### [課題の条件]
以下の行をすべて、順序も文字も変えずにそのまま書き写してください。

[データ項目]
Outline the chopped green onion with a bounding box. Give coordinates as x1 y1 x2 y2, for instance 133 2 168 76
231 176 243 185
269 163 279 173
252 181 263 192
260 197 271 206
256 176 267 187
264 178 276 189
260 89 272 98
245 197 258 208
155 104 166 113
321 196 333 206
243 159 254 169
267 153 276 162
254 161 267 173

### [演習の解答]
Outline the chopped green onion with a bounding box. Give coordinates as x1 y1 x2 y2, for instance 133 2 168 76
231 176 243 185
269 163 279 173
252 181 263 192
260 197 271 206
256 176 267 187
264 178 276 189
260 89 272 98
245 197 258 208
155 104 166 113
321 196 333 206
243 159 254 169
267 153 276 162
254 161 267 173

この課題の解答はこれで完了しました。